## The request
Count the lines in the listing below that contain the string "photo", with case counting, and give only that number.
***** Input *****
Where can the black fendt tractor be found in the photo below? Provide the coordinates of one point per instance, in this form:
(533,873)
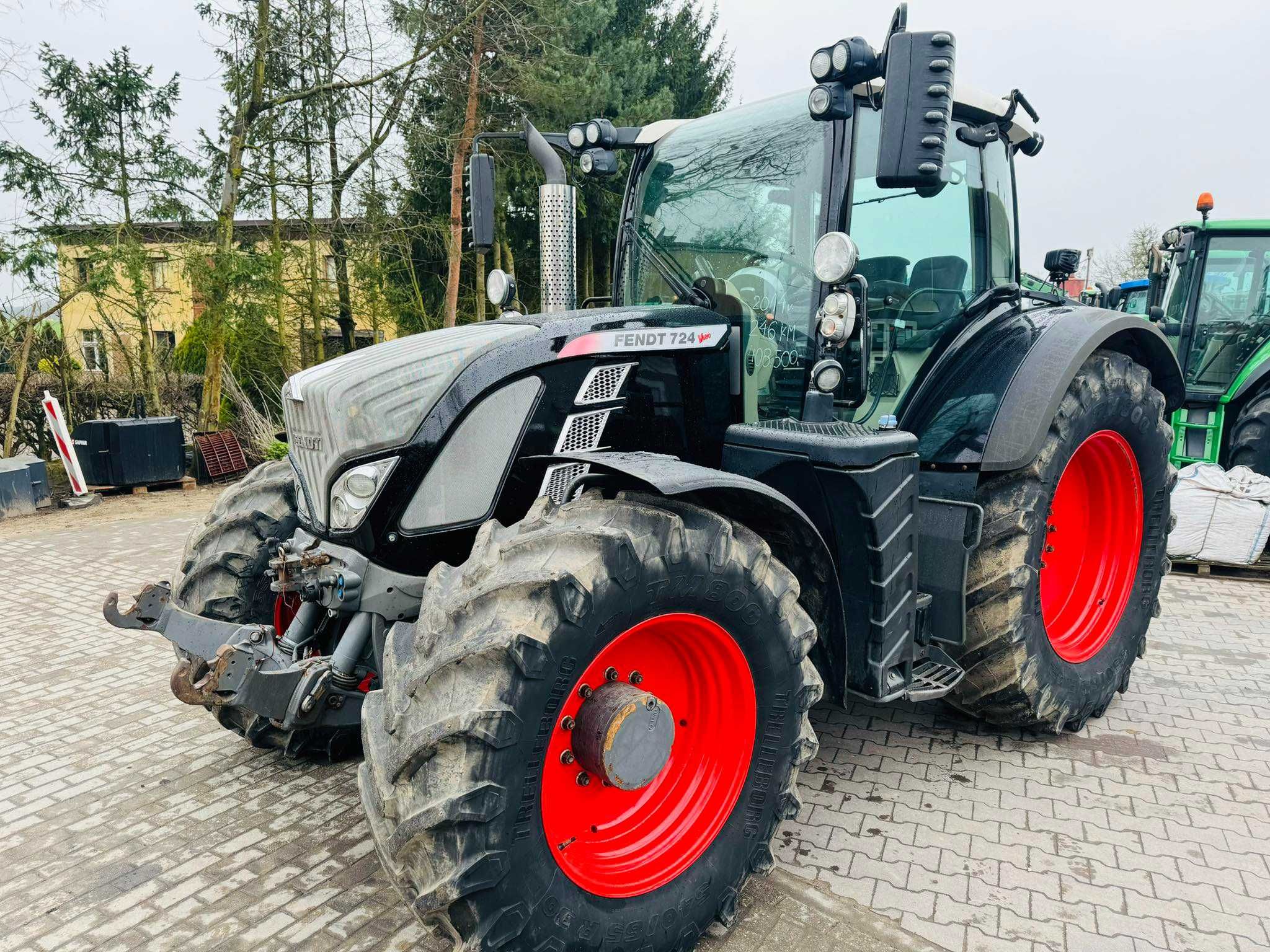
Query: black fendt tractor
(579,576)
*****
***** Input *****
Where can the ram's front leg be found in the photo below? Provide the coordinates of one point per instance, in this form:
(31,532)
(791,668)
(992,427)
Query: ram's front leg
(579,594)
*****
## Exercise answer
2